DIRECTION.
Extract each line of the rows below that contains the word "electric". Case counts, so only lines with that exact capitalization qualify.

*** RECORD SET ***

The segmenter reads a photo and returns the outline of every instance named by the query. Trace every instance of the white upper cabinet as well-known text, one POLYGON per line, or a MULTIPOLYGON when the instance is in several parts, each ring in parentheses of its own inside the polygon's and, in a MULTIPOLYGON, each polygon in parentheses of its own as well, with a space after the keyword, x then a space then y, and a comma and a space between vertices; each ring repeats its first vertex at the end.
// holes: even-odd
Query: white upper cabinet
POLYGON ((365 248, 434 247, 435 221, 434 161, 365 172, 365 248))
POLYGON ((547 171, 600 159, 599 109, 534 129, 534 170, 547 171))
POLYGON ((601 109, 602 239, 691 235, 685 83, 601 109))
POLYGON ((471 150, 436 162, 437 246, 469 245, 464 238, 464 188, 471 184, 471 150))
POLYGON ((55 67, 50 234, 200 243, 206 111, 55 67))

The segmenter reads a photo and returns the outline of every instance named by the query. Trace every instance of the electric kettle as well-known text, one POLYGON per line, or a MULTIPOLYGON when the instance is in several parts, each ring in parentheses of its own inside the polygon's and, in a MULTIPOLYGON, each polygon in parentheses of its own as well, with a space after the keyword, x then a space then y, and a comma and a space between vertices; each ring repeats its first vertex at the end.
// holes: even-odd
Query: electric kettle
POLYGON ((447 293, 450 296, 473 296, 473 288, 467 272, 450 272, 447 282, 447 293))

***

RESPONSE TO THIS EXERCISE.
The segmenter reads a photo and returns the outline of every instance named by the query. Trace every instance of the electric kettle as well-known text, one POLYGON per line, or a MULTIPOLYGON when the instance is in several parts, each ring in parentheses of its own inside the polygon's and, in a MULTIPOLYGON, each polygon in parentheses of its own as well, with a space after the keyword, x then a space then y, and a comma and a space between vertices; each ring repeats its first vertex at the end.
Query: electric kettle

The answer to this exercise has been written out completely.